What this task involves: Output a faithful copy of the entries, every picture removed.
++++ Records for the task
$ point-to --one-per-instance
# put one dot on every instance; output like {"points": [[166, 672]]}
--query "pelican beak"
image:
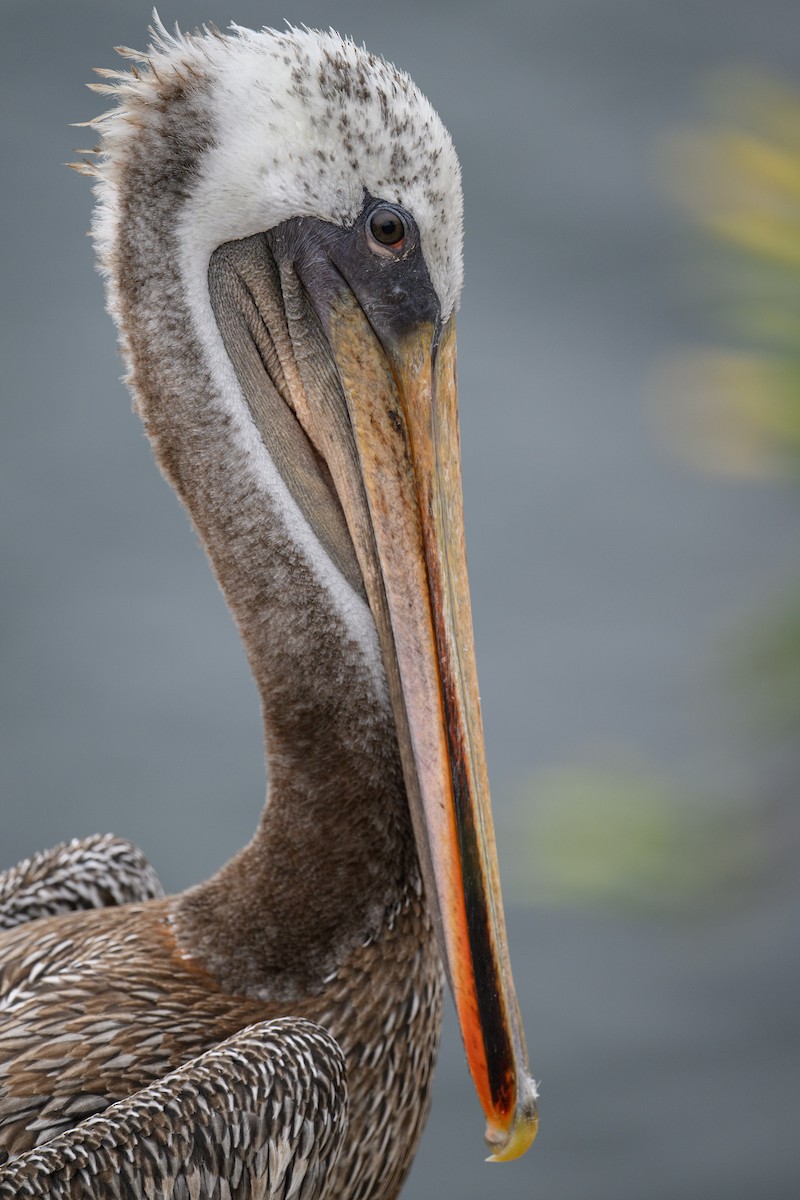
{"points": [[402, 405]]}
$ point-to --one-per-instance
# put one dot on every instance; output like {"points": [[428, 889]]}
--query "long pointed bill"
{"points": [[402, 412]]}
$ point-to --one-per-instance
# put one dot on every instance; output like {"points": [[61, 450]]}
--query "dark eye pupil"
{"points": [[386, 227]]}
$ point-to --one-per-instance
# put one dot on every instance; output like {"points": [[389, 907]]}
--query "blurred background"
{"points": [[630, 381]]}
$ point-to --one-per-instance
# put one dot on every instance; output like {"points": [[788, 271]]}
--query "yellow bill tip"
{"points": [[512, 1140]]}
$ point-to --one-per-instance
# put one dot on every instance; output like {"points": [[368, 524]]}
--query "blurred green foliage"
{"points": [[619, 837]]}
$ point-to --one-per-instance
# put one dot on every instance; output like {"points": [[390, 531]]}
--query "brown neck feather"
{"points": [[334, 852]]}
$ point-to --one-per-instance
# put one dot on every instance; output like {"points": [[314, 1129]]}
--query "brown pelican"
{"points": [[280, 222]]}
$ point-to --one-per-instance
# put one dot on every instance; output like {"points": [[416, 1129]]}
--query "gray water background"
{"points": [[603, 573]]}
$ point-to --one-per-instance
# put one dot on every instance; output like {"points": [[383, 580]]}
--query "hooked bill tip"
{"points": [[512, 1141]]}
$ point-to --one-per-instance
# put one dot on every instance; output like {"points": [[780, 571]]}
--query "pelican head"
{"points": [[300, 279]]}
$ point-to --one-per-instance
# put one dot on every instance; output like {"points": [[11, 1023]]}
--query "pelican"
++++++++
Response:
$ point-to --one-per-instance
# put one dot on every instance; output like {"points": [[166, 672]]}
--query "pelican beak"
image:
{"points": [[402, 405]]}
$ point-to --one-per-instance
# put one dot on every instance; output like {"points": [[428, 889]]}
--query "long pointed bill"
{"points": [[402, 412]]}
$ point-to --one-per-instance
# put one dot on every instance; output like {"points": [[61, 450]]}
--query "dark eye pupil"
{"points": [[386, 227]]}
$ point-to --one-per-instance
# put one dot on every instance; output like {"points": [[389, 907]]}
--query "blurred background"
{"points": [[630, 381]]}
$ point-to --one-per-instance
# put one dot on every instance; output like {"points": [[788, 271]]}
--query "yellow bill tip"
{"points": [[512, 1140]]}
$ point-to --one-per-instance
# put one dot on every instance; output like {"points": [[368, 524]]}
--query "blurred green foliage"
{"points": [[619, 837]]}
$ point-to --one-per-instance
# put one dot on every instance; output like {"points": [[390, 531]]}
--query "brown neck feather"
{"points": [[334, 852]]}
$ point-to --one-per-instance
# put one dot on every instance; output like {"points": [[314, 1129]]}
--query "brown pelican"
{"points": [[280, 222]]}
$ point-to --one-per-instance
# put one dot on every instance; output like {"points": [[416, 1129]]}
--query "gray water background"
{"points": [[603, 573]]}
$ point-to --one-per-instance
# put one dot on every instance; output like {"points": [[383, 580]]}
--query "hooked bill tip"
{"points": [[512, 1141]]}
$ point-to --one-per-instance
# put one dot on every instance; output like {"points": [[780, 571]]}
--query "pelican head"
{"points": [[300, 279]]}
$ point-to --one-per-instance
# put one dot on every instance; output like {"points": [[11, 1023]]}
--query "pelican"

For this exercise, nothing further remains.